→ **EXERCISE**
Change every "largest circle" to "biggest circle" in the records below, then write them out again with nothing else altered and the pictures omitted.

***** DATA *****

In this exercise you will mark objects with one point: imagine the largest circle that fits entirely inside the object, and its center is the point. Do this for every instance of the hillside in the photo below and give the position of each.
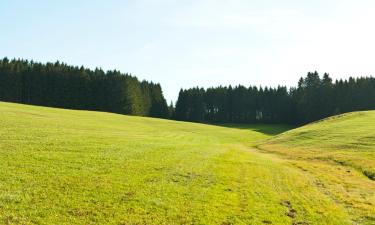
(340, 151)
(79, 167)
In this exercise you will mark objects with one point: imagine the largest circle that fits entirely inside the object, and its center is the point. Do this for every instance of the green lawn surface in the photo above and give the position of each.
(78, 167)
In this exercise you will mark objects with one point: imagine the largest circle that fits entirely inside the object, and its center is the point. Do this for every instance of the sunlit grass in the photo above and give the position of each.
(340, 152)
(76, 167)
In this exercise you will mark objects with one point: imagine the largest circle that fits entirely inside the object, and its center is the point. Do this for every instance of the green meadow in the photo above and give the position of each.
(79, 167)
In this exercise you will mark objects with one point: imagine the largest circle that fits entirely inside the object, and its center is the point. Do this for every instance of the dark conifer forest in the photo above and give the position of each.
(64, 86)
(314, 98)
(60, 85)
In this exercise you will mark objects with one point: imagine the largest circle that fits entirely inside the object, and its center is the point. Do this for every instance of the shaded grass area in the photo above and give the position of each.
(340, 151)
(76, 167)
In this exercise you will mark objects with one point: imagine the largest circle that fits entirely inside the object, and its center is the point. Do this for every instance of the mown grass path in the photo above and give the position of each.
(76, 167)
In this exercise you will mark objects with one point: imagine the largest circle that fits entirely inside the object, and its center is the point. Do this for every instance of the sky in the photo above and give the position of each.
(189, 43)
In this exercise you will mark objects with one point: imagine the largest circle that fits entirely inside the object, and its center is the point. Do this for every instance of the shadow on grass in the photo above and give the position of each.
(269, 129)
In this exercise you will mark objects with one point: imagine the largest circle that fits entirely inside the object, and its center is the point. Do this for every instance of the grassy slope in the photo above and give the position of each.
(340, 151)
(75, 167)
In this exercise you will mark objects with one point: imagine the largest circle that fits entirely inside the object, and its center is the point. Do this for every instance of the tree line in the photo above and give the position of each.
(314, 98)
(60, 85)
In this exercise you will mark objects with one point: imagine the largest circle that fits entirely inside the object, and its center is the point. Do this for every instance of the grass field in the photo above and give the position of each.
(76, 167)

*****

→ **ANSWER TO THIS EXERCISE**
In this exercise you will mark objects with one point: imagine the biggest circle that fits entirely inside the object, and its center is the point. Do this for every instance of the hillside in the photo below and give the position of each.
(340, 151)
(79, 167)
In this exercise you will mark objects with one point: imagine the biggest circle that fits entirely inside the object, and its center is the point. Do this for every instance of the green lawn surface in the photo above and give the position of each.
(78, 167)
In this exercise you will mark objects with one point: imagine the biggest circle that fits entirely inside the object, and its center is the point. Do this for every instance of the sunlit grass in the photo above and give the position of each.
(340, 152)
(76, 167)
In this exercise you will mark objects with one point: imagine the biggest circle that fits entirely inside the object, and its center is the point. Do this for every instance of the green meadow in the photo above and give the position of each.
(79, 167)
In this exercise you will mark objects with one point: imagine the biggest circle that fits entirely inside the object, and its center is the point. Do this for every instance of the dark conifer forest in the photo above and give the position of each.
(64, 86)
(314, 98)
(60, 85)
In this exercise you will mark objects with one point: imagine the biggest circle that fits entirely inside the object, and its center is the point. Do this for every instance of the shaded grass area in the photo above and give the position of each.
(340, 151)
(76, 167)
In this exercise you will mark objects with one point: imagine the biggest circle that fits entirely inside the object, and its center is the point. Do this for every instance of the mown grass path in the photo above and give the position of each.
(76, 167)
In this exercise you will mark objects with one point: imagine the biggest circle that fits entirely inside the object, and its center is the point. Do this for every instance of the sky in the photo above and give the position of each.
(189, 43)
In this exercise you will mark objects with one point: imagine the biggest circle that fits entirely inside the object, and its center is the point. Do this for every instance of the shadow on grass in the photo above and give the position of each.
(269, 129)
In this exercise you will mark objects with one point: imagine the biggest circle that fits entirely inside the object, and its center is the point. Do this for every instance of the grassy slope in the photo above and give the position of each.
(340, 151)
(75, 167)
In this exercise you will mark objects with one point: imagine the biggest circle that fits entirely inside the object, and its center is the point. Do this for every instance of the tree line in the photo above and give the position of each.
(314, 98)
(60, 85)
In this exercise you will mark objects with one point: imagine the biggest circle that fits entirely inside the object, and its center is the point. Do this for every instance of the grass field in the photo above and give the position of each.
(76, 167)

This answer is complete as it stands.